**Exercise objective**.
Retype all of the data below verbatim, line for line.
---- Record set
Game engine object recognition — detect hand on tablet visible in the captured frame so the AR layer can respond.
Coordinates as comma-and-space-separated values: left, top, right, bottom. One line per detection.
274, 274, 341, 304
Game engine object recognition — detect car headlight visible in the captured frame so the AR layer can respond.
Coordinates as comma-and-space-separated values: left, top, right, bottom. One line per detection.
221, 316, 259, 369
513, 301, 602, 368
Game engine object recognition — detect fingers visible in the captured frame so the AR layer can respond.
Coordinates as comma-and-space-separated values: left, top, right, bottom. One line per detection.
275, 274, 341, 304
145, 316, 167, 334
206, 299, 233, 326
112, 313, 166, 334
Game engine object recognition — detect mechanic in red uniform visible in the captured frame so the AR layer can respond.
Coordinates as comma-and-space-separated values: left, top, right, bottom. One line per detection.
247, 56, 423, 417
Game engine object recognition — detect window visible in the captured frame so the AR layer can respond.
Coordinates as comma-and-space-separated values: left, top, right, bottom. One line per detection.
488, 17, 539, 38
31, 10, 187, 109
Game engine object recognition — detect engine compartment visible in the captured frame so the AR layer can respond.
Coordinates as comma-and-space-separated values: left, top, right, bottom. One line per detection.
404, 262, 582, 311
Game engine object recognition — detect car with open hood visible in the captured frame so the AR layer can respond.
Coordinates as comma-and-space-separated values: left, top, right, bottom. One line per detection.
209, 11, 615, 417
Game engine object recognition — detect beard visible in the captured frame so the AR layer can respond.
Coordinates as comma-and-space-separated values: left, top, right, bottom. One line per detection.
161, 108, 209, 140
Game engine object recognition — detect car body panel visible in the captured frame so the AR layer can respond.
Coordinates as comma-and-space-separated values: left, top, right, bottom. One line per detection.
--------
**Finished answer**.
Game engine object recognition — detect hand on tablet visible in the captured frame so the AR layer can respond.
Coordinates as comma-and-space-separated values: left, top, right, bottom. One line per detection.
274, 274, 341, 304
Game engine object recognition — detect car headlight visible in the captured frame so the AR layer can respond.
Coordinates as comma-and-space-separated values: left, top, right, bottom. One line per detection.
221, 316, 259, 369
513, 301, 602, 368
Game engine object recognition — detect fingers visible in the captured frame so the AR layer can respond.
Coordinates as comma-and-space-separated values: left, top, right, bottom. One line per detection.
275, 274, 341, 304
145, 316, 167, 334
206, 299, 233, 326
112, 313, 166, 334
Game engine object recognition — detect mechanic in red uniform visible in the captured frame so the AR layer can respond.
Coordinates as comma-and-space-separated values: left, top, right, bottom. One line per detection.
247, 56, 423, 417
Game engine object recognition — detect window visible in the captured frame so the AR layer can respond.
Coordinates as comma-and-space-separated values: left, top, right, bottom. One line per detection.
488, 17, 539, 38
31, 10, 187, 109
Game engine object recognition — detect engine compartment visible in the captured frame so the AR layer can respond.
Coordinates as comma-and-space-separated values: left, top, right, bottom. One line per detection.
404, 262, 582, 311
Game engine object recognition — detect car with open hood visible in the captured frame so the AR layer can respond.
Coordinates as comma-and-space-separated values: left, top, right, bottom. One line per detection.
209, 11, 615, 417
Game engine object recognition — detect beard visible in the captured frame so the AR layer can respond.
Coordinates as comma-and-space-separated values: left, top, right, bottom. One line per detection.
161, 108, 209, 140
Game engine object recognition — detect car body panel visible in the captured frame so the AR layer can respond.
Coordinates as comma-and-space-separated values: left, top, right, bottom. One line per detection.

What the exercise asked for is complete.